» **Task description**
Return every line of the entries that contains the string "water".
═════ Exercise materials
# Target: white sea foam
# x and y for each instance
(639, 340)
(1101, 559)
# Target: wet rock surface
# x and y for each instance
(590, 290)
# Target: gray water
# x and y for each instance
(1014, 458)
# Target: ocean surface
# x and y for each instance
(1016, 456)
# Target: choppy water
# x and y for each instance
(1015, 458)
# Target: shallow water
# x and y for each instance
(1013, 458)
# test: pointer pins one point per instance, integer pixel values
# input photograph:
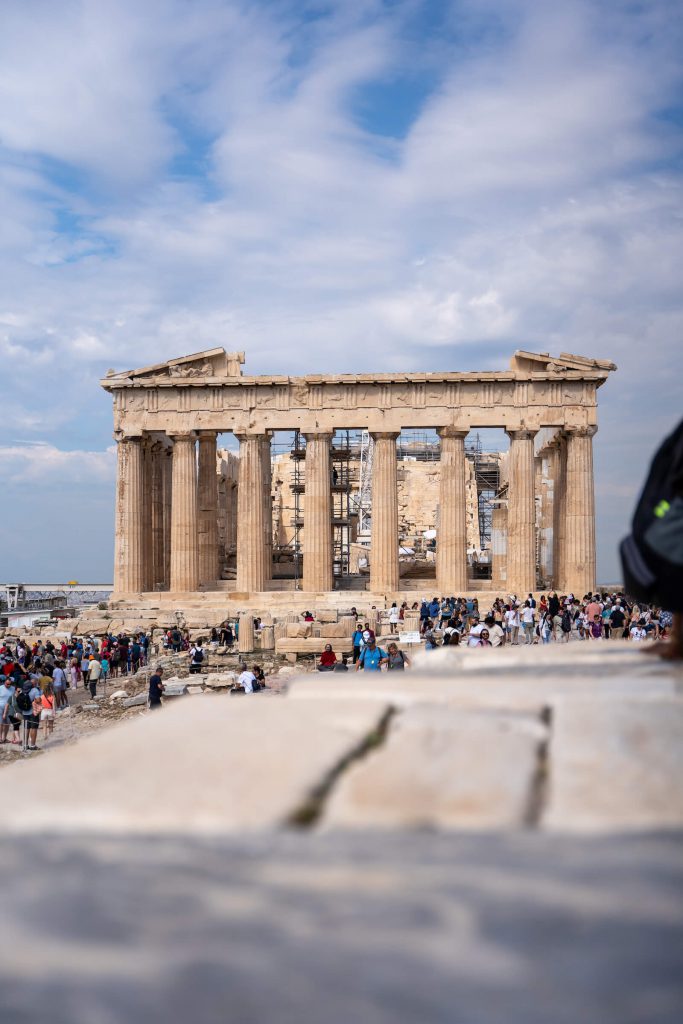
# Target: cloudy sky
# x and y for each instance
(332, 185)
══════════
═════ Exercise materials
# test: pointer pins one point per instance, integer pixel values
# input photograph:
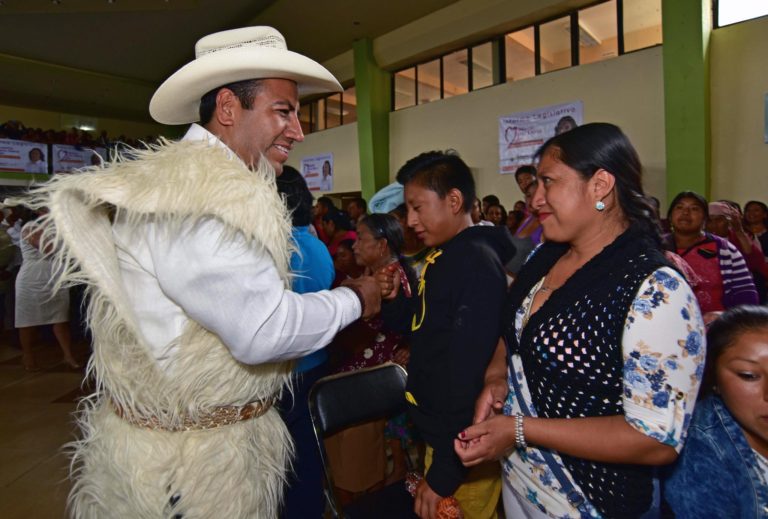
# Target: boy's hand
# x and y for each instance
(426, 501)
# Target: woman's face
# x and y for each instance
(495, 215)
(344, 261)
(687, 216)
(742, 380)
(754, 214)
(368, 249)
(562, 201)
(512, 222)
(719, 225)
══════════
» **Output for this task**
# Target: gray water
# Target: choppy water
# Target: shallow water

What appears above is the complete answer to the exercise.